**ИСХОДНЫЙ ОТРЫВОК**
----------

Но культурное наследие русского зарубежья прежде всего логоцентрично, что проявилось в издательской деятельности, в разноплановости периодики, в многообразии литературы художественной, поэзии и прозы, и документальной — мемуары, дневники, письма. К этому следует прибавить философские трактаты, критику и публицистику. И если метафорически русская эмиграция может быть определена как текст, то его главные страницы были написаны в Париже.
«Мы не в изгнании, мы в послании», — заметила однажды Нина Берберова. Завершив традиции классической русской прозы в творчестве Бунина и поэтического Серебряного века в творчестве Георгия Иванова и Марины Цветаевой, создав миф о православной Руси в эпопеях Ивана Шмелева, придав русской книжности и фольклорной архаике черты модерна в сочинениях Алексея Ремизова, русское зарубежье восполнило русскую литературу XX века, воссоздав ее целостность.

----------

**ЗАДАНИЕ**
Перечислите всех людей, которые названы в отрывке о русском зарубежье.

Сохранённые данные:
----------

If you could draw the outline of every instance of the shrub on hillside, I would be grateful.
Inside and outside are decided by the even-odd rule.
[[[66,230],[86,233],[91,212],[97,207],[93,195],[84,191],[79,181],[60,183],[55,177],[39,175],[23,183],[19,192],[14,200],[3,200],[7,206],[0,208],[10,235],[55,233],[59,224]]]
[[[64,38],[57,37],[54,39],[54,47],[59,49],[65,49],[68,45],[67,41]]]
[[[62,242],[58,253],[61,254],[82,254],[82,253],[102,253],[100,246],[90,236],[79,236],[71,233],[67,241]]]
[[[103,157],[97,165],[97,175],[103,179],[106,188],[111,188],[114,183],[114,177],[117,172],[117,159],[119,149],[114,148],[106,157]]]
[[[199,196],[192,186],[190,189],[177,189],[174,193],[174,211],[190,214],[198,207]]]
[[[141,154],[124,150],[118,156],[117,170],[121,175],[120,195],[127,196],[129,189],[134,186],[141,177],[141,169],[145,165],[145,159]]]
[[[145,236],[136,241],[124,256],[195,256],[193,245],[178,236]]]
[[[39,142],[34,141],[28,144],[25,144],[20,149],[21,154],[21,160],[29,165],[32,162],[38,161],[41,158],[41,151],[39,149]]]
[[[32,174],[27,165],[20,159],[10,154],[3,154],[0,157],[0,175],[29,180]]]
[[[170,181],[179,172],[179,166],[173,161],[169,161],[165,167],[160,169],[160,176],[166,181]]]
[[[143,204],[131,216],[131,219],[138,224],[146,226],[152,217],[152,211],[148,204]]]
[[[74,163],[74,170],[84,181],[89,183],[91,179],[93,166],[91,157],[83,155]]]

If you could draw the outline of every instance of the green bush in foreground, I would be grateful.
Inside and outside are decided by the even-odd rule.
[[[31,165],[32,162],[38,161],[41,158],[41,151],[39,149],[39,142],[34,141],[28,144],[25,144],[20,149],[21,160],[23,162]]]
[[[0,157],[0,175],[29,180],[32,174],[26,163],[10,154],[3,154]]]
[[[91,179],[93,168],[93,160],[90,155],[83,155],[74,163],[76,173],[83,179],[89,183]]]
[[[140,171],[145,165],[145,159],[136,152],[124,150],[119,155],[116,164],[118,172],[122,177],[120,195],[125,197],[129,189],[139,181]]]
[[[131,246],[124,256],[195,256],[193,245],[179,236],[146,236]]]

----------

**РЕШЕНИЕ**
Нина Берберова, Бунин, Георгий Иванов, Марина Цветаева, Иван Шмелев, Алексей Ремизов.